Set exercise a —
In the travel piece below about the Le Boat base in Smith Falls, what model is the boat?

90 William St. West • Smith Falls • 613-283-5696 • https://rmeo.org/
Le Boat Base in Smith Falls
While stopping to see Watson’s Mill, Merrickville, and the train museum was fun, arriving at the Le Boat base in Smith Falls sent ripples of joy throughout my body. It was one of those knock-on-wood-perfect days. The blue sky was dotted with puffy white clouds and the water of Parks Canada’s Rideau Canal was like squeaky clean glass. Our gear and food were piled into wheel barrels for easy transportation to the boat. While my chaperones (haha), Guy from Parks Canada and Lisa from Le Boat, loaded the boat, I sat back and admired its beauty.
Our boat, a Horizon 3, is equipped with three bedrooms, a captain’s chair, a cozy kitchen, and eating space inside. Outside, up a small ladder, is an outdoor table, more seating, a small grill, and another captain’s chair – all under a canvas canopy. There’s space to lay in the sun, too.

Given records —
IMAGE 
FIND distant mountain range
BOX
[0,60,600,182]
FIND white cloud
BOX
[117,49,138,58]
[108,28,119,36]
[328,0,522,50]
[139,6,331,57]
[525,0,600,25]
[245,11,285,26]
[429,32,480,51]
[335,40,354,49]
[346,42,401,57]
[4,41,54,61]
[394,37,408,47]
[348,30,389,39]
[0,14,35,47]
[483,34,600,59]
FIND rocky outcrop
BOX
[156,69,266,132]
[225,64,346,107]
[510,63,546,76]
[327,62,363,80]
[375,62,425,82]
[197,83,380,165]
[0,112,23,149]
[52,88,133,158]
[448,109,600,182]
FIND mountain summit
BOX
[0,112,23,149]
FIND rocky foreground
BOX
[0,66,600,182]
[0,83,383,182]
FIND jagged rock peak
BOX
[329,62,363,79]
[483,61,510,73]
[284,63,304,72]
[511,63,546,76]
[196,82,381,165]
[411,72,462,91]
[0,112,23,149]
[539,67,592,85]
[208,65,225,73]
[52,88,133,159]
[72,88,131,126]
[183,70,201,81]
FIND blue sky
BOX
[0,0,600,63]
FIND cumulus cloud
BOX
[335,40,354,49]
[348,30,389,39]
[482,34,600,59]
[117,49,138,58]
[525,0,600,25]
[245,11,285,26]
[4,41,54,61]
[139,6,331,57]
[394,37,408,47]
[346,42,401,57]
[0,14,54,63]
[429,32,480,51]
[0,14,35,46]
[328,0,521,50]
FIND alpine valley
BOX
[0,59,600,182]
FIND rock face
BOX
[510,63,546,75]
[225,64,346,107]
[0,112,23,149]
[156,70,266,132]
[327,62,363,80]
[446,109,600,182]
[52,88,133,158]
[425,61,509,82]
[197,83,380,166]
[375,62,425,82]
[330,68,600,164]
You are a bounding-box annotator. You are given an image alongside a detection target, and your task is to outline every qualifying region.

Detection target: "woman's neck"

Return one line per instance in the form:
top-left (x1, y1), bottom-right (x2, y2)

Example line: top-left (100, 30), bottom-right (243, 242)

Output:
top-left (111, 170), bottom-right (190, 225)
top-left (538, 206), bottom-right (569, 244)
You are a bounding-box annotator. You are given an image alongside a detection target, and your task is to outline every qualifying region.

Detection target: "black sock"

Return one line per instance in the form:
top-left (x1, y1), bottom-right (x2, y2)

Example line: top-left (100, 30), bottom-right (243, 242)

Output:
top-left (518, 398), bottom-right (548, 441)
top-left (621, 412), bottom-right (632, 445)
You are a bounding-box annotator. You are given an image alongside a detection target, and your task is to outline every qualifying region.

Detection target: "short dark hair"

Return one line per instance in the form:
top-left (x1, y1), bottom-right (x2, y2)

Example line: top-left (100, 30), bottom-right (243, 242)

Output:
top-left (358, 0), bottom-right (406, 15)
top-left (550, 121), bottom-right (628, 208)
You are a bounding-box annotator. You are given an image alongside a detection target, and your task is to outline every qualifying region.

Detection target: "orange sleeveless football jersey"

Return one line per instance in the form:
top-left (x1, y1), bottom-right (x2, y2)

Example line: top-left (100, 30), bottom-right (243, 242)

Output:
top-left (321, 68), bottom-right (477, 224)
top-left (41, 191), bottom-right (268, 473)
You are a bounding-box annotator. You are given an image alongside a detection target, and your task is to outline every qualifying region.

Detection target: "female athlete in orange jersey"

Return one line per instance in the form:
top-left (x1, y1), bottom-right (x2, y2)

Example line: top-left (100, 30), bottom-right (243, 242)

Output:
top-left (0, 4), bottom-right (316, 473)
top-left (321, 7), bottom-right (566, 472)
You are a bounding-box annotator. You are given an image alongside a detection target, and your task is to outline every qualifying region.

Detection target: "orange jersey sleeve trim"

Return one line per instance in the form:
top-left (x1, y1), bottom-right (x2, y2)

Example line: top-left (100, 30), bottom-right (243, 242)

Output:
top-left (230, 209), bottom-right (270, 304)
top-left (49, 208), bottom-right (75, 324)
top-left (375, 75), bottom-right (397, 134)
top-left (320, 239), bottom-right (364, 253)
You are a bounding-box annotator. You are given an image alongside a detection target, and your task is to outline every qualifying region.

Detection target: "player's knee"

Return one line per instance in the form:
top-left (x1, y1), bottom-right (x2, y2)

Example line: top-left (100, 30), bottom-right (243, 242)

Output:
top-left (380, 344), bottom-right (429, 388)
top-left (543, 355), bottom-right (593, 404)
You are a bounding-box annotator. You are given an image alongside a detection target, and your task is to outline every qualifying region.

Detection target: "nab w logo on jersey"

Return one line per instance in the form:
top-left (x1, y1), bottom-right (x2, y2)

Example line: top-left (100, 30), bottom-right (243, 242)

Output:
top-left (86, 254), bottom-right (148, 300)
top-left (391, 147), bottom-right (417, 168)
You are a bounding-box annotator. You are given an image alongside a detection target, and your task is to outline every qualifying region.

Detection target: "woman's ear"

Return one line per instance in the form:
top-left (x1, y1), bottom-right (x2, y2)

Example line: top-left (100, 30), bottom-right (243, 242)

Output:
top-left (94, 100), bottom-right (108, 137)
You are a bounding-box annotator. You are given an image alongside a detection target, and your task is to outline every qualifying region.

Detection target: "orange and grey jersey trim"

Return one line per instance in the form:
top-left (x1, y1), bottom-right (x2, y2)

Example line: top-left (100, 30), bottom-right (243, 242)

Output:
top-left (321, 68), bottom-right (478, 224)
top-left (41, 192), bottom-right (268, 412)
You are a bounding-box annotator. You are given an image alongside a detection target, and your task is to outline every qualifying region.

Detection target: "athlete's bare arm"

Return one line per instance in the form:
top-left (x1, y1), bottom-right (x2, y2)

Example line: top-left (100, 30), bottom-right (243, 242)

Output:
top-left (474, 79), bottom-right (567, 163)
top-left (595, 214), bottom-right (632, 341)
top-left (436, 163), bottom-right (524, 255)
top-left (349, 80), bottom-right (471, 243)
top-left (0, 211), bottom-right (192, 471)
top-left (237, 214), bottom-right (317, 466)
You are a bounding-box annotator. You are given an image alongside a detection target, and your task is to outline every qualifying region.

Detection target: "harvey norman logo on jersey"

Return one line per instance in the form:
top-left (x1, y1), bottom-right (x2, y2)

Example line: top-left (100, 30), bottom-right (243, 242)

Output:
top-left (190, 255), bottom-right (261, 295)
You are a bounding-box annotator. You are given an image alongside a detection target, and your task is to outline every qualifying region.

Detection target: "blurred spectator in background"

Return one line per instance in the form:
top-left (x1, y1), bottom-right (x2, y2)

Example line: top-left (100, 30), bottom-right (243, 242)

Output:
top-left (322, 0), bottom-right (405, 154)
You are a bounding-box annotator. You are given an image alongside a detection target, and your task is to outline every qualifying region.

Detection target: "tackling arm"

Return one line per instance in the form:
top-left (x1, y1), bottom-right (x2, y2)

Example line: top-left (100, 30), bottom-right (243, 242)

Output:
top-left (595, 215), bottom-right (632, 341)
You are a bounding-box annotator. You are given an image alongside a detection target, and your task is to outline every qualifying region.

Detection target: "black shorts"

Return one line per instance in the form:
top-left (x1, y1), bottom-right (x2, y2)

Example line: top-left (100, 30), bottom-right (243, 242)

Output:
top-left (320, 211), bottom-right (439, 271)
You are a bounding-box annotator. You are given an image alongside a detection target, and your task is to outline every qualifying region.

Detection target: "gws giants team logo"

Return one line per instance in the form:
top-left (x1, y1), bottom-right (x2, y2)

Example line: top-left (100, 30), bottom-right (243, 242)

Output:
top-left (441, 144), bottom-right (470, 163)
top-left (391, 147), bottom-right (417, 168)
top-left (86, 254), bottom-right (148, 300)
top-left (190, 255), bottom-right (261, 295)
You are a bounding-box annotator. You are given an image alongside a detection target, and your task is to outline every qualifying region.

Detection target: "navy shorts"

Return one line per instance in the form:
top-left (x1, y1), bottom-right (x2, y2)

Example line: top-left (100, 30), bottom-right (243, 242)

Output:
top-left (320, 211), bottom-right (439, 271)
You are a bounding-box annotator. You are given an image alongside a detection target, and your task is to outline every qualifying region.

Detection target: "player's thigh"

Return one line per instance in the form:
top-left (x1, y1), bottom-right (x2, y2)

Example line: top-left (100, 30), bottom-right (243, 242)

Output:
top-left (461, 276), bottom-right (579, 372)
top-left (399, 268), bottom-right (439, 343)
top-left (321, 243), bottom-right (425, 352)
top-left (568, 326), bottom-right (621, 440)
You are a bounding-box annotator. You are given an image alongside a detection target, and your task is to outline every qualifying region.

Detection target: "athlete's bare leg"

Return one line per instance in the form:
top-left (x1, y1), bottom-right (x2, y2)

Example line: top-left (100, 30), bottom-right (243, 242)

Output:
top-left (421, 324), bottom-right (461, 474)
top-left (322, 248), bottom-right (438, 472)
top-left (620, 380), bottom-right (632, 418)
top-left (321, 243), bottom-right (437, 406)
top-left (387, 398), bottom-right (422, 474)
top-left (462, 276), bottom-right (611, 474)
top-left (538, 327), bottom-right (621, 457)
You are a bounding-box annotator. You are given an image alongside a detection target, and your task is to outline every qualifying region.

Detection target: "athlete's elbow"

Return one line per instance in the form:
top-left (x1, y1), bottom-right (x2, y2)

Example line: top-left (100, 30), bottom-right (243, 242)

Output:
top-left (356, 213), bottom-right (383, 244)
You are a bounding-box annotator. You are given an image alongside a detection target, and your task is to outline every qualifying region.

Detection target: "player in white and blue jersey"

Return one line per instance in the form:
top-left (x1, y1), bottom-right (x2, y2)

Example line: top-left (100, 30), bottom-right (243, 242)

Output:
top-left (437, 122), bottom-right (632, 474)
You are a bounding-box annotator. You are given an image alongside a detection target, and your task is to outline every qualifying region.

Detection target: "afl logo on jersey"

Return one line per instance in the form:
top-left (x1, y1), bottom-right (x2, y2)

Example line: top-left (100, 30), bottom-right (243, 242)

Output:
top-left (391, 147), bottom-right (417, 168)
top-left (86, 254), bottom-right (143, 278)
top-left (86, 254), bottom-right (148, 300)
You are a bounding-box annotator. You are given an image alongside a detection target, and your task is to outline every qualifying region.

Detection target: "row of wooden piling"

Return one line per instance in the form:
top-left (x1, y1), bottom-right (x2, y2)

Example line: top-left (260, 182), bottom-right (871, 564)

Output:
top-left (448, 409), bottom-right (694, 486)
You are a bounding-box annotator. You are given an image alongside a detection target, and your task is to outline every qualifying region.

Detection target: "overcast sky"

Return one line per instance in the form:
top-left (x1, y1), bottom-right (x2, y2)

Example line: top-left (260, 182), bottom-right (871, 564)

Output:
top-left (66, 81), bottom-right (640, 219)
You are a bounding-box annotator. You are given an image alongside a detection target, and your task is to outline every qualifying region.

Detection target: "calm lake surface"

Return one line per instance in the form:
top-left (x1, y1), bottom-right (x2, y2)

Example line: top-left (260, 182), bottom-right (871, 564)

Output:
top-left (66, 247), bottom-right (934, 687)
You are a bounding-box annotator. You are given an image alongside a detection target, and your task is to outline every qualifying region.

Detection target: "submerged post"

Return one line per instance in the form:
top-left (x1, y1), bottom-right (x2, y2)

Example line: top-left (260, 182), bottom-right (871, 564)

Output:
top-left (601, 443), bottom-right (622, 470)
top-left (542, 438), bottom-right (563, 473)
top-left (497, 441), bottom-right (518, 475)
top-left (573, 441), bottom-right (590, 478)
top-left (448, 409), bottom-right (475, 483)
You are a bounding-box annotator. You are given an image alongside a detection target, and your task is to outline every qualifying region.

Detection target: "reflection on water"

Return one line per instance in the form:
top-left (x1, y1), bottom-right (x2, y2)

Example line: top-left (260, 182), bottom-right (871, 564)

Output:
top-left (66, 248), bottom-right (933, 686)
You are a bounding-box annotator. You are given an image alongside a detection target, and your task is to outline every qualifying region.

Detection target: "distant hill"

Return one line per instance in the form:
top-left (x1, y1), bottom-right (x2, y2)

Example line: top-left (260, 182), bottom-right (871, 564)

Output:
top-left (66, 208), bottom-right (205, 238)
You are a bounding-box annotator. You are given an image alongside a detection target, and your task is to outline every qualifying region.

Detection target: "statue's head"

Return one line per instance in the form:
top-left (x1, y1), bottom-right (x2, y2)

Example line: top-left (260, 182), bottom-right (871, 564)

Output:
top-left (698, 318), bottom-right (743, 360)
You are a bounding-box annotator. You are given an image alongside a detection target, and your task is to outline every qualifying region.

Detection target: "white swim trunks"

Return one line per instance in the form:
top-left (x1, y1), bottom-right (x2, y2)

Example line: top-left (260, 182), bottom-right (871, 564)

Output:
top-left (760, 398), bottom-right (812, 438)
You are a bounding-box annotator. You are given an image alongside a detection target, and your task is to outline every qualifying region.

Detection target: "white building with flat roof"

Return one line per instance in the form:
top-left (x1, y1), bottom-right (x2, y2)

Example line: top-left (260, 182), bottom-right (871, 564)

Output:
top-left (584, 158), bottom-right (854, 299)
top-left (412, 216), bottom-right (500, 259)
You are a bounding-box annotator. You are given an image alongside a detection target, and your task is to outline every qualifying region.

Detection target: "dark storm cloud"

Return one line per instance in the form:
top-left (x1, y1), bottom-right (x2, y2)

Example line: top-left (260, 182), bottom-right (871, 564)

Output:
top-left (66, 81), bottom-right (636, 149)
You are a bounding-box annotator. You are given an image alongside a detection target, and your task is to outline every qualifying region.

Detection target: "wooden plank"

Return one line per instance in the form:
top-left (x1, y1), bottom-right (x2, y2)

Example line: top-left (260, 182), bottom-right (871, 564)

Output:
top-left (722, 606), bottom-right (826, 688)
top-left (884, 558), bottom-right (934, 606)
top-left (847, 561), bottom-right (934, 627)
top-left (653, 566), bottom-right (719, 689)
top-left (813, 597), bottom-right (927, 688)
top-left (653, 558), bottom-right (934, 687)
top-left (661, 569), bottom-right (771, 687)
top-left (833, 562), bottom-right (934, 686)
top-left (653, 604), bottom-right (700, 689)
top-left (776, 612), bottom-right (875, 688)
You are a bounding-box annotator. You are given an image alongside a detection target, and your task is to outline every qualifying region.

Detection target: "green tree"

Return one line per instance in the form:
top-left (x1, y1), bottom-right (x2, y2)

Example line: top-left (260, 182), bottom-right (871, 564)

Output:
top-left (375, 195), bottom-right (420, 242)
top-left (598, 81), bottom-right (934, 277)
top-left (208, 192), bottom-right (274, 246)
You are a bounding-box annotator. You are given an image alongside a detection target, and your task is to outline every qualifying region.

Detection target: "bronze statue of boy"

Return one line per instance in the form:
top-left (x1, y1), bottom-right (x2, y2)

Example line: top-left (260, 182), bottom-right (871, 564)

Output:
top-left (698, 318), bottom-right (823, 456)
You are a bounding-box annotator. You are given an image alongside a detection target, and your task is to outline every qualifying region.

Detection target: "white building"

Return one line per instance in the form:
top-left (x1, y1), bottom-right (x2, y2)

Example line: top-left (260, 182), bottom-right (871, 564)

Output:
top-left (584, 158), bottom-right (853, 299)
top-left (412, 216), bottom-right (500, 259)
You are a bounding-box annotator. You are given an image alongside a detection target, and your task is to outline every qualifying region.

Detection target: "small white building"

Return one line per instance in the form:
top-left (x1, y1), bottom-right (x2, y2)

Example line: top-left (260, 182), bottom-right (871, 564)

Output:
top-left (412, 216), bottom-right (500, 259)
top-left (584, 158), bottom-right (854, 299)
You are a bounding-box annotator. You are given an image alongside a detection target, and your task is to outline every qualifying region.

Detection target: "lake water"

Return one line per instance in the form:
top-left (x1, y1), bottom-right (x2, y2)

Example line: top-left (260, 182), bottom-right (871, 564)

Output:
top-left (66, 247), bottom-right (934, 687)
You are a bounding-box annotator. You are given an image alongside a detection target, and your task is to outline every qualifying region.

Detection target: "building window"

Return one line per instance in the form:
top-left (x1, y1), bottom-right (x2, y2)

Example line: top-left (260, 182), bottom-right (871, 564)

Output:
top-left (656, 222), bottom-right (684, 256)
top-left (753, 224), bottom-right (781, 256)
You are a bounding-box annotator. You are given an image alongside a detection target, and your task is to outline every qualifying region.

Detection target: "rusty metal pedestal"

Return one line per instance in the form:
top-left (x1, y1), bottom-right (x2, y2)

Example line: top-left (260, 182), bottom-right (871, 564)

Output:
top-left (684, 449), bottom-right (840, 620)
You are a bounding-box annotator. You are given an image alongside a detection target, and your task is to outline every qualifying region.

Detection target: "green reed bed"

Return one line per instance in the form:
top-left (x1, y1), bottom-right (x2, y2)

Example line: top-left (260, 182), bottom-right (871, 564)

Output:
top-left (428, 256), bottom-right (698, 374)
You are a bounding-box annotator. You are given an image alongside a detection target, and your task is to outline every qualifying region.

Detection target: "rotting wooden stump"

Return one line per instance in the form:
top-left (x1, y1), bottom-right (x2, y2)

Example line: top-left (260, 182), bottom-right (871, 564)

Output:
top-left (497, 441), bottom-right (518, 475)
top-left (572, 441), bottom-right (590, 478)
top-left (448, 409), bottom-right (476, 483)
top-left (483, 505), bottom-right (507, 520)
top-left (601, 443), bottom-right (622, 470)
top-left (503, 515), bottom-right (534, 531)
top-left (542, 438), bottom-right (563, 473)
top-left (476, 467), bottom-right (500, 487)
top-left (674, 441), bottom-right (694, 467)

Set exercise b —
Locate each line in the records above that contains the word "rocky", and copy those lines out.

Reply a —
A Horizon 3.

Reply b —
FIND rocky outcrop
FIND rocky foreground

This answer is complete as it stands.